▶ [JOB]:
Output every record word for word.

* * * * * * *

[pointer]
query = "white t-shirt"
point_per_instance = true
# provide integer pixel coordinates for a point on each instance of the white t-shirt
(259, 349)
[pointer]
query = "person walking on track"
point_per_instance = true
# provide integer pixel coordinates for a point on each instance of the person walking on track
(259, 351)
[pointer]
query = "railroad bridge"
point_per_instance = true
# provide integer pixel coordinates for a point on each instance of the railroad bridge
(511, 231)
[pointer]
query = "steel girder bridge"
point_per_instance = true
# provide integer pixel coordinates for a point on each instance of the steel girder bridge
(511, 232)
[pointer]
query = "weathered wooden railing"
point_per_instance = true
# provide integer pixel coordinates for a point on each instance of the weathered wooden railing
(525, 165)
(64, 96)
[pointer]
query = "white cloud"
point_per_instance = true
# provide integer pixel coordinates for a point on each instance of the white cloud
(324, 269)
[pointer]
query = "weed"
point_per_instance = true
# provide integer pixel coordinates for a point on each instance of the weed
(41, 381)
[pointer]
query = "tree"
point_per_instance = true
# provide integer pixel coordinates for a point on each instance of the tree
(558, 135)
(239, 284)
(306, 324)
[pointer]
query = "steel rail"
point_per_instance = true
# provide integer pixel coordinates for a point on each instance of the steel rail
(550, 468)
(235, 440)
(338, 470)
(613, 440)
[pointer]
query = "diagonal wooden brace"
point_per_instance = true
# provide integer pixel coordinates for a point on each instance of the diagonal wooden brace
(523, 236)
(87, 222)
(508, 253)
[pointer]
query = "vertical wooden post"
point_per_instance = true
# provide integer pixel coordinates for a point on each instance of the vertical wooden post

* * * * * * *

▶ [WRITTEN SOLUTION]:
[pointer]
query = "white t-shirt"
point_per_instance = true
# provide integer pixel coordinates for a point on each instance of the white t-shirt
(259, 349)
[pointer]
query = "person walking on track"
point_per_instance = true
# provide integer pixel coordinates for a point on each instance of the person walking on track
(259, 351)
[pointer]
query = "railroad bridge"
point_per_instance = true
# provide integer pixel coordinates for a point on each instance of the railroad bridge
(511, 231)
[pointer]
query = "steel girder bridge"
point_per_instance = true
# provide integer pixel coordinates for a point on each instance of the steel girder bridge
(511, 232)
[pointer]
query = "weathered wooden railing"
point_per_instance = true
# provide integer pixel coordinates for a point on each instance of the weathered wooden railing
(525, 165)
(64, 96)
[pointer]
query = "white cloud"
point_per_instance = true
# provide integer pixel coordinates for a point on each instance of the white cloud
(324, 269)
[pointer]
query = "weed"
point_per_instance = true
# provide integer pixel coordinates for a point on each instance of the weed
(41, 381)
[pointer]
query = "tree"
point_per_instance = true
# provide integer pixel coordinates for a point on each instance of the tree
(558, 135)
(239, 284)
(306, 324)
[pointer]
query = "steel rail"
point_per_instance = true
# provide integer pixel coordinates for a point on each instance of the steel rail
(550, 468)
(235, 440)
(338, 470)
(613, 440)
[pointer]
query = "diagonal wooden brace"
point_per_instance = true
# provide integer pixel coordinates for a point on each instance of the diagonal wooden brace
(523, 236)
(87, 222)
(508, 253)
[pointer]
query = "vertical wooden post"
point_per_instance = true
# provide integer pixel coordinates for a point on each instance of the vertical wooden post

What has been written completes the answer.